STUDY MATERIAL Start Marker
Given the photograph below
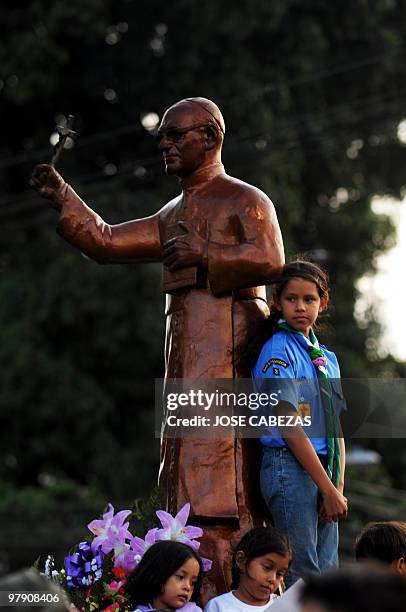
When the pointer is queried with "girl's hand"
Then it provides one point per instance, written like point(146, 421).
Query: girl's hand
point(334, 506)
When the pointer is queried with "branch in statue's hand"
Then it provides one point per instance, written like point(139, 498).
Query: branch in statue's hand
point(49, 184)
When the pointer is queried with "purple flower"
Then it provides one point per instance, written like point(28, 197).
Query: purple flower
point(110, 530)
point(84, 566)
point(176, 528)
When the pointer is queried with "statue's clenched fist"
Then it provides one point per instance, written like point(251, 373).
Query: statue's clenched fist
point(49, 183)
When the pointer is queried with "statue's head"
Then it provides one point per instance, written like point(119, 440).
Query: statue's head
point(191, 135)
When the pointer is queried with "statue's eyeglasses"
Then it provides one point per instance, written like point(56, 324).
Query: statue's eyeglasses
point(176, 134)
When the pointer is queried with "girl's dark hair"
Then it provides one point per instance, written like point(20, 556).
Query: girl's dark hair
point(299, 268)
point(256, 543)
point(384, 541)
point(157, 565)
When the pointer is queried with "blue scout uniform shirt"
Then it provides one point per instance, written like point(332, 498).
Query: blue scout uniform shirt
point(284, 359)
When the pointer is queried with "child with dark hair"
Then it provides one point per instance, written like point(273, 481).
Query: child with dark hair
point(169, 576)
point(302, 472)
point(383, 542)
point(260, 561)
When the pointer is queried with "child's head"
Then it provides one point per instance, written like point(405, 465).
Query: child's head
point(168, 576)
point(301, 293)
point(260, 561)
point(384, 542)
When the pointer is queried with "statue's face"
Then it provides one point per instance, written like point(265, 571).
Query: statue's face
point(182, 139)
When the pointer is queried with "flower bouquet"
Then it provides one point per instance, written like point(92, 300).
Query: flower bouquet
point(95, 574)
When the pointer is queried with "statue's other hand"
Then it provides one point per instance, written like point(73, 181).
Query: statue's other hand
point(49, 183)
point(186, 250)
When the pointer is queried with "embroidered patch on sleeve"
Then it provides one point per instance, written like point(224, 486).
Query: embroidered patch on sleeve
point(304, 410)
point(270, 362)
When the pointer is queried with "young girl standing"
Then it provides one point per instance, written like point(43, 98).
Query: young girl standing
point(168, 576)
point(260, 561)
point(302, 476)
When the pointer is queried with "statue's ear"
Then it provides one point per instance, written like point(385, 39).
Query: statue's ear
point(212, 138)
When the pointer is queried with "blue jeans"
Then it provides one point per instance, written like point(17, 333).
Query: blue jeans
point(292, 497)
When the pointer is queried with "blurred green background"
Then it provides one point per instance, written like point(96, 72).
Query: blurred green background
point(312, 94)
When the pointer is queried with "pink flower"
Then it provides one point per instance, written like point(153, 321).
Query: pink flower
point(112, 608)
point(176, 528)
point(110, 530)
point(139, 546)
point(114, 586)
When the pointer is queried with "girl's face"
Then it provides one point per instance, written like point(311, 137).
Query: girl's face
point(300, 304)
point(178, 589)
point(261, 577)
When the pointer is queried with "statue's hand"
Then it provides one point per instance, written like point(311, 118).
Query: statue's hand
point(186, 250)
point(49, 183)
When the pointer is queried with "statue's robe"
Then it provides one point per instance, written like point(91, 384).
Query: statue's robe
point(209, 314)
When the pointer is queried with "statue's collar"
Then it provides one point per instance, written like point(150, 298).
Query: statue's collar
point(207, 173)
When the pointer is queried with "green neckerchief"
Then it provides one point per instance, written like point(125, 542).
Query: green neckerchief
point(332, 425)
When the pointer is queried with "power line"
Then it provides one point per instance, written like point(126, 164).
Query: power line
point(225, 103)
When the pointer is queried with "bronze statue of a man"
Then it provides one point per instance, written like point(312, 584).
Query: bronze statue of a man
point(219, 242)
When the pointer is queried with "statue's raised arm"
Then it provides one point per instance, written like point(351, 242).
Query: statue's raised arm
point(132, 242)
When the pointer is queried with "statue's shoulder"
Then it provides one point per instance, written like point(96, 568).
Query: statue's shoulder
point(232, 187)
point(167, 209)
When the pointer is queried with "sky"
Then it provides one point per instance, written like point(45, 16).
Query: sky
point(387, 289)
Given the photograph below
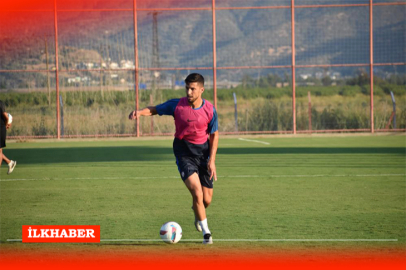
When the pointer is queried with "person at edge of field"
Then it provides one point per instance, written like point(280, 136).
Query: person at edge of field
point(194, 146)
point(3, 134)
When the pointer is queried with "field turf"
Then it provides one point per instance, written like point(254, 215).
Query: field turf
point(288, 195)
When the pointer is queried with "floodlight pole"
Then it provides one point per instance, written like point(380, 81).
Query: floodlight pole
point(58, 116)
point(214, 55)
point(137, 123)
point(293, 66)
point(371, 62)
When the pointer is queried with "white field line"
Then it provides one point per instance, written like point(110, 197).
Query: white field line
point(224, 176)
point(255, 141)
point(243, 240)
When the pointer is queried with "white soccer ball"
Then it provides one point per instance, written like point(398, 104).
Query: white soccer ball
point(171, 232)
point(10, 119)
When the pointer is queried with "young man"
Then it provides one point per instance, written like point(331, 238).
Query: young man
point(195, 145)
point(3, 133)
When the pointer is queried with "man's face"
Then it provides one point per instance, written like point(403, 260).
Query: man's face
point(194, 91)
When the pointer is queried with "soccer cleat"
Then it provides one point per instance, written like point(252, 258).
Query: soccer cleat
point(197, 225)
point(11, 166)
point(207, 239)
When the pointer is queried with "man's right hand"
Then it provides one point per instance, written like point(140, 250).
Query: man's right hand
point(133, 115)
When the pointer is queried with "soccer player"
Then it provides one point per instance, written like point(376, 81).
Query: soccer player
point(3, 133)
point(195, 145)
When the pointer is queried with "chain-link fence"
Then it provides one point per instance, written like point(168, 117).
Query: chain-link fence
point(72, 68)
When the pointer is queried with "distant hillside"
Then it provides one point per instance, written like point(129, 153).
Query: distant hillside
point(244, 37)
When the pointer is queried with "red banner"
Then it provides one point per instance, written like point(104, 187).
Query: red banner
point(61, 233)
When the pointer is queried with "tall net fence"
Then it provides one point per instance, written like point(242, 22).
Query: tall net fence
point(72, 68)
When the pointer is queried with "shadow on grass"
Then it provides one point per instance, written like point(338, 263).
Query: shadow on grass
point(147, 153)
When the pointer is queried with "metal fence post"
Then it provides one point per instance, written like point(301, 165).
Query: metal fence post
point(58, 116)
point(293, 67)
point(371, 62)
point(136, 66)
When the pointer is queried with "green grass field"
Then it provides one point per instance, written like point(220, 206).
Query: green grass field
point(344, 191)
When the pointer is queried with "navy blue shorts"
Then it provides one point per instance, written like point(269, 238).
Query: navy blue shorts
point(192, 158)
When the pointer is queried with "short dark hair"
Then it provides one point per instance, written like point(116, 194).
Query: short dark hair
point(195, 77)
STUDY MATERIAL End Marker
WHAT TO WORK ON: Output should match, line for line, the stretch of the material above from the line holding "like point(20, 556)." through the line holding "like point(273, 481).".

ANSWER TO THIS TASK:
Then it provides one point per instance, written like point(20, 556).
Query: girl's dark hair
point(299, 268)
point(256, 543)
point(384, 541)
point(157, 565)
When the pointer is queried with "blue scout uniform shirt"
Then it provides one point per instance, written like point(332, 498).
Query: blue scout uniform shirt
point(284, 359)
When the pointer is queried with "child with dark hair"
Then it provides one point per instance, written like point(273, 481).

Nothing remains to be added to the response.